§ **Listing**:
#####
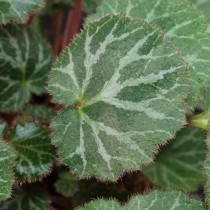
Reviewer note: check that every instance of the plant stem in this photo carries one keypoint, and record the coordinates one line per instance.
(58, 18)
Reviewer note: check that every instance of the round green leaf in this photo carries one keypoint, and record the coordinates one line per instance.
(18, 10)
(152, 201)
(179, 164)
(40, 112)
(126, 86)
(24, 63)
(34, 150)
(184, 26)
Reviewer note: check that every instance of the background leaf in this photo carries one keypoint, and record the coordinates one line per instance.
(152, 201)
(26, 200)
(179, 164)
(25, 60)
(34, 149)
(184, 26)
(127, 85)
(7, 161)
(18, 10)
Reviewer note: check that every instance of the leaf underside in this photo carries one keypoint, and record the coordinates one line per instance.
(184, 26)
(179, 164)
(25, 60)
(127, 87)
(35, 151)
(18, 10)
(7, 160)
(152, 201)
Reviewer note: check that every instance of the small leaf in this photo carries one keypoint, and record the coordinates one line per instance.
(179, 164)
(67, 184)
(18, 10)
(25, 60)
(152, 201)
(23, 200)
(184, 26)
(126, 86)
(7, 160)
(204, 5)
(39, 112)
(35, 152)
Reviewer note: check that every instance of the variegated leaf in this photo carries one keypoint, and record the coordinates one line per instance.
(126, 87)
(34, 149)
(180, 163)
(18, 10)
(67, 184)
(26, 200)
(184, 26)
(152, 201)
(7, 160)
(39, 112)
(25, 59)
(203, 5)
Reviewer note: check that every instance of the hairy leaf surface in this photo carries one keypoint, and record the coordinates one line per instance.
(39, 112)
(7, 160)
(184, 26)
(152, 201)
(207, 170)
(23, 200)
(67, 184)
(18, 10)
(25, 60)
(126, 86)
(180, 163)
(203, 5)
(35, 151)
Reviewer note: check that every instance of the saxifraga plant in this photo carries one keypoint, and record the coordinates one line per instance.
(96, 95)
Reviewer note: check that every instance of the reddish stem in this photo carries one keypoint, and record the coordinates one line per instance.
(58, 18)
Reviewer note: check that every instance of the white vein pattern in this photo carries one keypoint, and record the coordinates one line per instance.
(6, 163)
(117, 146)
(188, 34)
(154, 200)
(179, 165)
(18, 9)
(32, 140)
(18, 46)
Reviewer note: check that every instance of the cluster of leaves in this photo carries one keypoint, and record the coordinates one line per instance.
(128, 85)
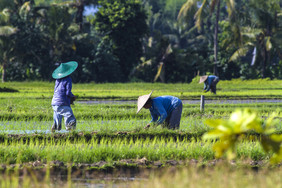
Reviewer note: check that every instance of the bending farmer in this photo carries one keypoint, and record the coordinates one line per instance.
(164, 110)
(63, 96)
(210, 83)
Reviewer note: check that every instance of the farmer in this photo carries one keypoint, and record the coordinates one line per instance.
(63, 96)
(210, 83)
(163, 109)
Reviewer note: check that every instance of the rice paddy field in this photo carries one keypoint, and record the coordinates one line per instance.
(110, 147)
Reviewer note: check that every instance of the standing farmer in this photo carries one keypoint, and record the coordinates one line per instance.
(63, 96)
(210, 83)
(163, 109)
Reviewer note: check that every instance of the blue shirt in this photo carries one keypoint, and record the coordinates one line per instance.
(62, 92)
(208, 82)
(162, 107)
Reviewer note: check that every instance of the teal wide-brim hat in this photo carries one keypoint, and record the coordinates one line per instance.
(65, 69)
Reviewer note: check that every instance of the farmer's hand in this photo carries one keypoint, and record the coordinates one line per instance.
(147, 126)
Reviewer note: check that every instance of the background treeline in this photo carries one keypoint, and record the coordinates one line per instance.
(141, 40)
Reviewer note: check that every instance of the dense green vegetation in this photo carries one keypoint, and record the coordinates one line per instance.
(121, 41)
(110, 134)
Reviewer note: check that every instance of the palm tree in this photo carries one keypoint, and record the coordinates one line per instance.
(188, 7)
(265, 35)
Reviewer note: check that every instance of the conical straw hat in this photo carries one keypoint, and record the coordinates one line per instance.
(64, 70)
(203, 78)
(142, 101)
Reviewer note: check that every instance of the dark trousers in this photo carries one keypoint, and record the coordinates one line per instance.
(213, 85)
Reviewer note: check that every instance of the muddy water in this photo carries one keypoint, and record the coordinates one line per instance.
(188, 101)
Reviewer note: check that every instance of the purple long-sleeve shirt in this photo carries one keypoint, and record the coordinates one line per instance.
(62, 92)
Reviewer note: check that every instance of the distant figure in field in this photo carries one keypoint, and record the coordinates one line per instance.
#####
§ **Stated task**: Reproduce all the rows with every "Reviewer note" swapped for "Annotator note", leaving everything else unchanged and omitting the pictures.

§ **Solution to this exercise**:
Annotator note: check that every instance of the plant stem in this photo carries one keypoint, and record the coordinates one line per instance.
(58, 18)
Annotator note: check that every instance of the round green leaf in this photo carries one keypoint, and record the coordinates one line per instance.
(18, 10)
(152, 201)
(179, 164)
(40, 112)
(126, 86)
(24, 63)
(34, 150)
(184, 26)
Annotator note: check that every instance of the background leaf in this photo carries one keypoint, and record the coordinates one line per instance.
(152, 201)
(26, 200)
(179, 164)
(25, 60)
(34, 149)
(184, 26)
(127, 85)
(7, 161)
(18, 10)
Annotator note: check that every instance of the leaf underside in this photo carries one keypoint, and record the coordinates one line per instance.
(184, 26)
(179, 164)
(25, 60)
(127, 87)
(35, 151)
(18, 10)
(7, 160)
(152, 201)
Annotator note: check that every instance of the small leaf in this photo carries one keypoint, and record the coordinates one line per instance.
(179, 164)
(67, 184)
(18, 10)
(25, 60)
(152, 201)
(23, 200)
(184, 26)
(126, 86)
(7, 160)
(204, 5)
(39, 112)
(35, 152)
Annotator note: check that every instance of the variegated leaf in this photo carries one keypoint, and record the coordinates one line per instance.
(126, 87)
(34, 149)
(180, 163)
(18, 10)
(67, 184)
(26, 200)
(184, 26)
(152, 201)
(7, 160)
(39, 112)
(25, 59)
(203, 5)
Annotator note: check that every instance of the hairy leaf surface in this photo carries one keypoint, and record the coordinates one line per instance.
(39, 112)
(7, 160)
(184, 26)
(152, 201)
(207, 170)
(23, 200)
(67, 184)
(18, 10)
(25, 60)
(126, 86)
(180, 163)
(203, 5)
(35, 151)
Annotator note: check that every instance of the saxifraga plant in this photo carries one keypoint, and record the coordinates one line per instance.
(96, 95)
Annotator note: check that every instance of the reddish stem in this photo carries one keypoint, and record the coordinates one line per instance.
(58, 18)
Annotator note: check that every instance of the white vein pattern in this photo carries one keypoint, and record the coordinates one line per instance.
(6, 163)
(117, 146)
(188, 34)
(154, 200)
(179, 165)
(18, 9)
(32, 140)
(18, 46)
Annotator note: check that every instance of the cluster of leaves in this photo carries one keypoint, and record the coordinates one line per instance.
(128, 85)
Annotator note: check that every instance of the bending farmer in this photo carries one keypoint, and record the coordinates one line per instance.
(164, 110)
(63, 96)
(210, 83)
Annotator note: check that every instance of the farmer in this photo carries one keypoint, and record the coordinates one line per instance.
(63, 96)
(210, 83)
(163, 109)
Annotator note: check that every instance of the rice paddy field in this photo carries one keypoint, and record the coordinates one line per instance.
(110, 147)
Annotator note: check that every instance of the standing farmer in this photo carries one keypoint, and record the coordinates one line per instance.
(63, 96)
(210, 83)
(163, 109)
Annotator note: check that every instance of the blue shirt in this photo carries one keypoint, and record the coordinates one line per instance.
(62, 92)
(208, 82)
(162, 107)
Annotator note: check that every instance of the teal wide-brim hat in this photo carries one keypoint, and record the coordinates one line per instance.
(65, 69)
Annotator note: check that every instance of the farmer's hand in this photo carries one keypoint, and record the coordinates one line per instance.
(147, 126)
Annotator note: check that every instance of the background treeline in this photo carries one keypoint, and record the coordinates one line per instance.
(141, 40)
Annotator note: check that every instance of the dense green vegetation in this photo carries one keypoint, and record the coordinates one line per instance.
(121, 41)
(110, 134)
Annotator note: check that every instance of the palm tree in this photo carries one keypoint, and record the coordinates one line per instance.
(188, 7)
(265, 35)
Annotator note: check that every instance of the conical straw hat in this photo carries one keypoint, and record the coordinates one line per instance.
(64, 70)
(203, 78)
(142, 101)
Annotator note: check that every instance of the dark trousers in this photo carries one keypoint, and record the coordinates one line per instance.
(213, 85)
Annotator note: check that every instance of the muddy water in this photo carries one keypoint, and record the coordinates one line per instance.
(188, 101)
Annotator note: check that every instance of the purple long-sleeve shirt in this photo carries one keypoint, and record the coordinates one line per instance.
(62, 92)
Annotator note: check that every instance of the distant figure in field in this photo carries one keypoint, and record the coordinates one line per instance.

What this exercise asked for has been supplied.